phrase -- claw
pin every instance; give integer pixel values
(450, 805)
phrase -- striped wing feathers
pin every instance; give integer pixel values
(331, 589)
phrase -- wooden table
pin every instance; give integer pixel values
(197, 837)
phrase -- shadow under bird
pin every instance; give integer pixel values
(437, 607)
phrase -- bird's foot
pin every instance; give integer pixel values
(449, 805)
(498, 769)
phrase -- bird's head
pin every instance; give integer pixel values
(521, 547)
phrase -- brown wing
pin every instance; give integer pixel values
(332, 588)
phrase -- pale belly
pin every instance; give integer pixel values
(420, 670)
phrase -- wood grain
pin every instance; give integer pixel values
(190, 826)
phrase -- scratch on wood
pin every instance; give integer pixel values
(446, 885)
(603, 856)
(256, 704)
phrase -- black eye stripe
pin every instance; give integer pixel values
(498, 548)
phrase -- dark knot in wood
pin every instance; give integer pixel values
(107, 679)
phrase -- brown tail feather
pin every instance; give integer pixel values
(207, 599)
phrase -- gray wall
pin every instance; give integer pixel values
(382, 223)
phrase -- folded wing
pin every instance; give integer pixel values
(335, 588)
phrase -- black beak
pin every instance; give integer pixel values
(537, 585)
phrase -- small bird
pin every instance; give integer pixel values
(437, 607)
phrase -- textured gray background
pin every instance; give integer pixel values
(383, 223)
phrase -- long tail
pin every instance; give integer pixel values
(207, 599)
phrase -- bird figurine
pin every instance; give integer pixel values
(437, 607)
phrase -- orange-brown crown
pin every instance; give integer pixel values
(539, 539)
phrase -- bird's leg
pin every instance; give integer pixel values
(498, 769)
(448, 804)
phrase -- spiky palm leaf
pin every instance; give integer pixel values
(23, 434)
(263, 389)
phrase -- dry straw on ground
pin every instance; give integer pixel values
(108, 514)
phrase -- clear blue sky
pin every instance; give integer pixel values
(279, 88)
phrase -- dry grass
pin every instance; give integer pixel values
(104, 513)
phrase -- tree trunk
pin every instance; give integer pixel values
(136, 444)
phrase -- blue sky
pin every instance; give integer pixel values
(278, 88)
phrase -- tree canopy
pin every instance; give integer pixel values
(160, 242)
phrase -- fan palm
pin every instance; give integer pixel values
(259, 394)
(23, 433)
------------------------------------
* **Exercise brief**
Copy out the stretch of rows from the line containing "phrase -- orange-brown crown" through the last row, keeping every line in place. Increase each pixel coordinate in the answers by 123.

* **Reply to the task**
phrase -- orange-brown crown
pin every instance; give integer pixel values
(662, 662)
phrase -- bird's leg
pin every instance; give integer pixel values
(621, 892)
(571, 927)
phrase -- spiky palm leaf
pin every instance; give integer pixel values
(146, 557)
(386, 512)
phrase -- dry straw on ground
pin every instance; give integer pixel values
(231, 637)
phrase -- clear blue sky
pin every instance; give integer pixel values
(402, 211)
phrase -- dry grass
pin every instance; give integer pixel values
(227, 636)
phrase -- tree trunk
pin every instance; give integer pixel values
(259, 567)
phrase -- blue sky
pin every instance; give integer pixel values
(401, 211)
phrase -- tree canopy
pin every instance; give integer pixel values
(283, 365)
phrase -- fan palm
pin every instance; give integer pixel values
(382, 517)
(146, 556)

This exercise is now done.